------ Entries provided

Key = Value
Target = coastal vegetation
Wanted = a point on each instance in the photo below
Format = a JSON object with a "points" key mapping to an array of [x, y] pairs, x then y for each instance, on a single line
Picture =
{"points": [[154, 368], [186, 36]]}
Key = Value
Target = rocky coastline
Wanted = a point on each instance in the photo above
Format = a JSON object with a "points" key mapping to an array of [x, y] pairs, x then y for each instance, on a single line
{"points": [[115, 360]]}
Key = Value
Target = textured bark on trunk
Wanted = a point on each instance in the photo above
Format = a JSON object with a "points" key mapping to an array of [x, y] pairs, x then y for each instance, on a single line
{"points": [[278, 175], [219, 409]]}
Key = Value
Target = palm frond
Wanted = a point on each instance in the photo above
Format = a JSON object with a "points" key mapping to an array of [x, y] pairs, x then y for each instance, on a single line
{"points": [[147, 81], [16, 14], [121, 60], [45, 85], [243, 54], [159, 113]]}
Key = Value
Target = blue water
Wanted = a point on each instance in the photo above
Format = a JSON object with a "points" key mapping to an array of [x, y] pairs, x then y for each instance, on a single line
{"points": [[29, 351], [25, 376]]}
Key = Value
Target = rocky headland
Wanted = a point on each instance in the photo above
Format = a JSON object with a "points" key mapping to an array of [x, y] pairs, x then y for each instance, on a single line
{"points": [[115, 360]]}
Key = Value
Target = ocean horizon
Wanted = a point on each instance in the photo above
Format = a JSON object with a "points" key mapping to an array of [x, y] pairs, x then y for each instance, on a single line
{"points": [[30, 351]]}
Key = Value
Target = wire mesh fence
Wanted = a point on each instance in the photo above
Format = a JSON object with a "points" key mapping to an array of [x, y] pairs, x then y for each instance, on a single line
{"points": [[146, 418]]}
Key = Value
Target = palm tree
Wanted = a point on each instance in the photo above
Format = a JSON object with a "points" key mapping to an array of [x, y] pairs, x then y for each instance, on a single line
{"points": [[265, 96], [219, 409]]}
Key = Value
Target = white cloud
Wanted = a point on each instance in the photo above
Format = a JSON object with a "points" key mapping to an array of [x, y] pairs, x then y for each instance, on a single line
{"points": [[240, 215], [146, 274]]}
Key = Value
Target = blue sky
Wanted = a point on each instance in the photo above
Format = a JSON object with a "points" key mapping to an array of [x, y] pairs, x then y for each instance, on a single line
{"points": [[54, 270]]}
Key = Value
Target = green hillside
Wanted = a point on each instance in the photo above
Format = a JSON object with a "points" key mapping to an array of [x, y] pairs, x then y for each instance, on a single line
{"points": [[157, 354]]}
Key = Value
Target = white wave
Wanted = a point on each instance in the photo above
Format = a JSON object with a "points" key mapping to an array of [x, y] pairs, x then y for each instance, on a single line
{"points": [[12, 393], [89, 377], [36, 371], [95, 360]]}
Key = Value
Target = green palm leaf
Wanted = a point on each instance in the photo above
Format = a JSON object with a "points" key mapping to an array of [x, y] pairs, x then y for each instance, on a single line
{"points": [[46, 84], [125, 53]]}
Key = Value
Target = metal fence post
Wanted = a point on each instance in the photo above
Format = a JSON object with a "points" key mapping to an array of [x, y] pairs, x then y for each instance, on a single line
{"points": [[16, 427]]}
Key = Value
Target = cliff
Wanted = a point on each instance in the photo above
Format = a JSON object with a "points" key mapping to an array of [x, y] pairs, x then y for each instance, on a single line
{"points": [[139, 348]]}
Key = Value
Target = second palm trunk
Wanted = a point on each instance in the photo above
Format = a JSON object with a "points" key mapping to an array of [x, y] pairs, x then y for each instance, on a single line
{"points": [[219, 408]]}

------------

## To be done
Please identify every line in the items above that contains the word "green", and copy each of those lines.

## Correct answer
Target = green hillside
Target = green palm leaf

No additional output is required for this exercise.